Entries shown:
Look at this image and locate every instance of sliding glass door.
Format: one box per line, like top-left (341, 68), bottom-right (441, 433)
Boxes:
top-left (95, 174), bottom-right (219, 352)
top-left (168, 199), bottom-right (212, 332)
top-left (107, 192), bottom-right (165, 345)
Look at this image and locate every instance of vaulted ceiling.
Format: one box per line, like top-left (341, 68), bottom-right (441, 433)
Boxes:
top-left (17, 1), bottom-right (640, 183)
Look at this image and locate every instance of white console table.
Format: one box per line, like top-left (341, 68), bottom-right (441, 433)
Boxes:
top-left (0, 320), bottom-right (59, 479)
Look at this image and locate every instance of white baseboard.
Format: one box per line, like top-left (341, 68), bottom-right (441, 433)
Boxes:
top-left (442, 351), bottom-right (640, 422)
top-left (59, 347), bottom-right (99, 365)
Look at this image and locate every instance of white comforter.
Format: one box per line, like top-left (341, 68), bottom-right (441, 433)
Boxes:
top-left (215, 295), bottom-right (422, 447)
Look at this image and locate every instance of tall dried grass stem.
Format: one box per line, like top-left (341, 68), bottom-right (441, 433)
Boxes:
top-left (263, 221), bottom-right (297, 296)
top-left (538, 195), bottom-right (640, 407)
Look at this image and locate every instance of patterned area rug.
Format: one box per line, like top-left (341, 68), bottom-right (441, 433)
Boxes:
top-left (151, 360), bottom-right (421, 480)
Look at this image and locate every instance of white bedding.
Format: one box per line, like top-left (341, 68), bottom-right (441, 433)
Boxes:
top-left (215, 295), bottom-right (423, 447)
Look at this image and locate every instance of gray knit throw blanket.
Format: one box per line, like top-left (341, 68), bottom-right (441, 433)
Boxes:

What needs to be done: The line with "Look at this image and locate every instance of vaulted" is the last to include; transcribe exactly every line from the top of the material above down to it.

Exercise answer:
Look at this image and locate every instance of sliding glass door.
Format: one box per line, like top-left (341, 68), bottom-right (441, 433)
Boxes:
top-left (95, 174), bottom-right (219, 352)
top-left (168, 199), bottom-right (212, 332)
top-left (107, 192), bottom-right (165, 345)
Look at this image and locate every instance of vaulted ceiling.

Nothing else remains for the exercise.